> WHAT IS ASKED:
Pick out each line of the material below that contains the word "path", and copy those lines.

> EXTRACTED INFORMATION:
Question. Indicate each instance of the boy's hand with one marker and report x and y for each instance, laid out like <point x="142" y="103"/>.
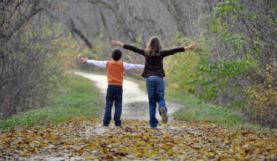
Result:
<point x="84" y="59"/>
<point x="191" y="47"/>
<point x="117" y="43"/>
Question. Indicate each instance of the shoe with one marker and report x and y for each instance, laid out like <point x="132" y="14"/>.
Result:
<point x="164" y="115"/>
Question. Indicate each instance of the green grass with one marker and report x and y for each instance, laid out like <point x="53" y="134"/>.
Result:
<point x="78" y="98"/>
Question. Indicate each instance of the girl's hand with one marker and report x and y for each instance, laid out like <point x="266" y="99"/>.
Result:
<point x="84" y="59"/>
<point x="191" y="47"/>
<point x="117" y="43"/>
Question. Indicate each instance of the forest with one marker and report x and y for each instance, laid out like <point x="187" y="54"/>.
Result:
<point x="234" y="67"/>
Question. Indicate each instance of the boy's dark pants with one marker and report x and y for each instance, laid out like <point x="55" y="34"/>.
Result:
<point x="114" y="93"/>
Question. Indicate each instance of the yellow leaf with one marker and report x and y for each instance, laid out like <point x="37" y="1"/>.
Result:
<point x="24" y="153"/>
<point x="166" y="136"/>
<point x="89" y="158"/>
<point x="170" y="153"/>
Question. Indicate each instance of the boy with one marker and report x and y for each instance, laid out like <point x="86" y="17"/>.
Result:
<point x="115" y="70"/>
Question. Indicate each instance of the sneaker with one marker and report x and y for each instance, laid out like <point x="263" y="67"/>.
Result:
<point x="164" y="115"/>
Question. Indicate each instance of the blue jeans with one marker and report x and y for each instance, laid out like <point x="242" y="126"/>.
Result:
<point x="155" y="88"/>
<point x="114" y="94"/>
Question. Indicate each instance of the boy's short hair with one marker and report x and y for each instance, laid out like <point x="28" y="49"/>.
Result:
<point x="116" y="54"/>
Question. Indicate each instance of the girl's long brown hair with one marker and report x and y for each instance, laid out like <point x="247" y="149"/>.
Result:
<point x="154" y="47"/>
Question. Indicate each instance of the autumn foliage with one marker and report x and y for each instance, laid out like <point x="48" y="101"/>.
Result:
<point x="184" y="140"/>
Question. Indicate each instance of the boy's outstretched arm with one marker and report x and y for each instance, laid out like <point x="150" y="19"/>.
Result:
<point x="101" y="64"/>
<point x="132" y="66"/>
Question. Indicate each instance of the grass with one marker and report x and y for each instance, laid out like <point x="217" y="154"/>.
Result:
<point x="78" y="98"/>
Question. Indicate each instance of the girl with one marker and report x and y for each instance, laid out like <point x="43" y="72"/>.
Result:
<point x="154" y="73"/>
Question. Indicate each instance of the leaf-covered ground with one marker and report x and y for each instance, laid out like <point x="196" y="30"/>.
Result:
<point x="85" y="139"/>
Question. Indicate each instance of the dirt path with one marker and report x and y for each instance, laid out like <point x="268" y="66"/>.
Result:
<point x="135" y="101"/>
<point x="81" y="139"/>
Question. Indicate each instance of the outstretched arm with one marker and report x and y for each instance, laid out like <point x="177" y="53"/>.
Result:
<point x="191" y="47"/>
<point x="128" y="47"/>
<point x="132" y="66"/>
<point x="101" y="64"/>
<point x="180" y="49"/>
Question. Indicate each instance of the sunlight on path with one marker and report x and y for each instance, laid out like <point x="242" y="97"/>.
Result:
<point x="81" y="139"/>
<point x="135" y="101"/>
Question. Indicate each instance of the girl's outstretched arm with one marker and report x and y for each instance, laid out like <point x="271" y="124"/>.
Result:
<point x="177" y="50"/>
<point x="191" y="47"/>
<point x="117" y="43"/>
<point x="128" y="47"/>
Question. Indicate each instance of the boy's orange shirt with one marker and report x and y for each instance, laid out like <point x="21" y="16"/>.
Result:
<point x="115" y="71"/>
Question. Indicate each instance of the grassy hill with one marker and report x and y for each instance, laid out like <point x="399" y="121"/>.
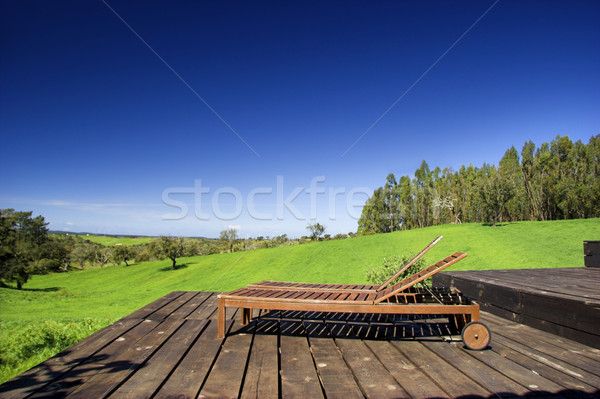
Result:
<point x="59" y="309"/>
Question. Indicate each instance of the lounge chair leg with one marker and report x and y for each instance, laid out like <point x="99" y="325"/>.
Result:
<point x="222" y="314"/>
<point x="474" y="315"/>
<point x="246" y="316"/>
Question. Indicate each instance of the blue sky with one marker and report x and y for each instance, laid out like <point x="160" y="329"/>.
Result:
<point x="184" y="118"/>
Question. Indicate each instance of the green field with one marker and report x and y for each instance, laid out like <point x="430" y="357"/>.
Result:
<point x="53" y="311"/>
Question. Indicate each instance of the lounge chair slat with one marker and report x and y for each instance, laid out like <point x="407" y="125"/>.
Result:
<point x="409" y="264"/>
<point x="418" y="277"/>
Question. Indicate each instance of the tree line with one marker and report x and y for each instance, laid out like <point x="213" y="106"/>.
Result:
<point x="28" y="248"/>
<point x="557" y="180"/>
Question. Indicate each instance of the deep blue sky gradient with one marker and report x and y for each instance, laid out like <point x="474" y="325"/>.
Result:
<point x="94" y="126"/>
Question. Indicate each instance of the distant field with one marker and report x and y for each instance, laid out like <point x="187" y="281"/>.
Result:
<point x="110" y="240"/>
<point x="78" y="303"/>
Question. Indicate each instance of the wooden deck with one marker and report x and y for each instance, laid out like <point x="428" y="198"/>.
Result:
<point x="170" y="349"/>
<point x="563" y="301"/>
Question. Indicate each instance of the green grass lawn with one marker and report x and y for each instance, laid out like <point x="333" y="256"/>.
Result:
<point x="54" y="311"/>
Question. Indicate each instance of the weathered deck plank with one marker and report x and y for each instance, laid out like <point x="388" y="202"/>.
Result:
<point x="562" y="301"/>
<point x="170" y="349"/>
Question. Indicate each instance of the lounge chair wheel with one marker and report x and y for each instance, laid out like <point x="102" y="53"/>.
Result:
<point x="476" y="336"/>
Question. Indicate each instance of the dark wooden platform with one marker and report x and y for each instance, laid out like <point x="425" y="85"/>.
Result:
<point x="170" y="349"/>
<point x="564" y="301"/>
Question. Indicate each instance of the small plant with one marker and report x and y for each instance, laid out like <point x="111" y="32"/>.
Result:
<point x="389" y="266"/>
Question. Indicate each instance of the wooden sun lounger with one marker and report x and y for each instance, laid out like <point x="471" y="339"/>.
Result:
<point x="268" y="284"/>
<point x="391" y="300"/>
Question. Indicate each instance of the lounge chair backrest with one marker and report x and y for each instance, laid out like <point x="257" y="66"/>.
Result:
<point x="418" y="277"/>
<point x="409" y="264"/>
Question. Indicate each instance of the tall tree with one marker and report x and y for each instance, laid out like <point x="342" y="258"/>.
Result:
<point x="168" y="247"/>
<point x="316" y="230"/>
<point x="21" y="240"/>
<point x="229" y="237"/>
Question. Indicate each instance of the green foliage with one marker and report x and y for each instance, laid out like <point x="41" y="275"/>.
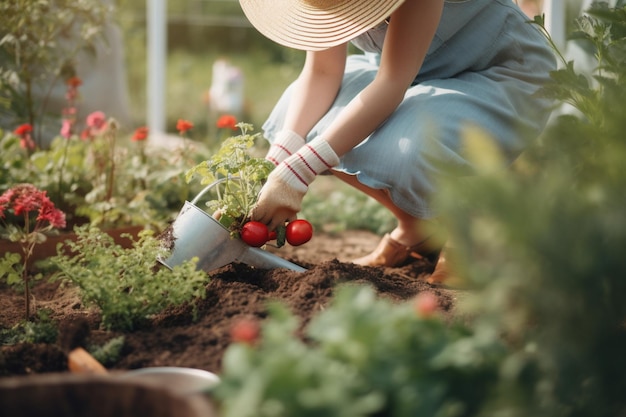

> ANSWER TO THIS EXERCISE:
Question. Indicate each instance of the dirt path with one marker and report x and y for each instance, laid out like <point x="268" y="66"/>.
Question. Indicate each instance of the sunlight on path with one marker and report x and y for each instance, laid out like <point x="242" y="97"/>.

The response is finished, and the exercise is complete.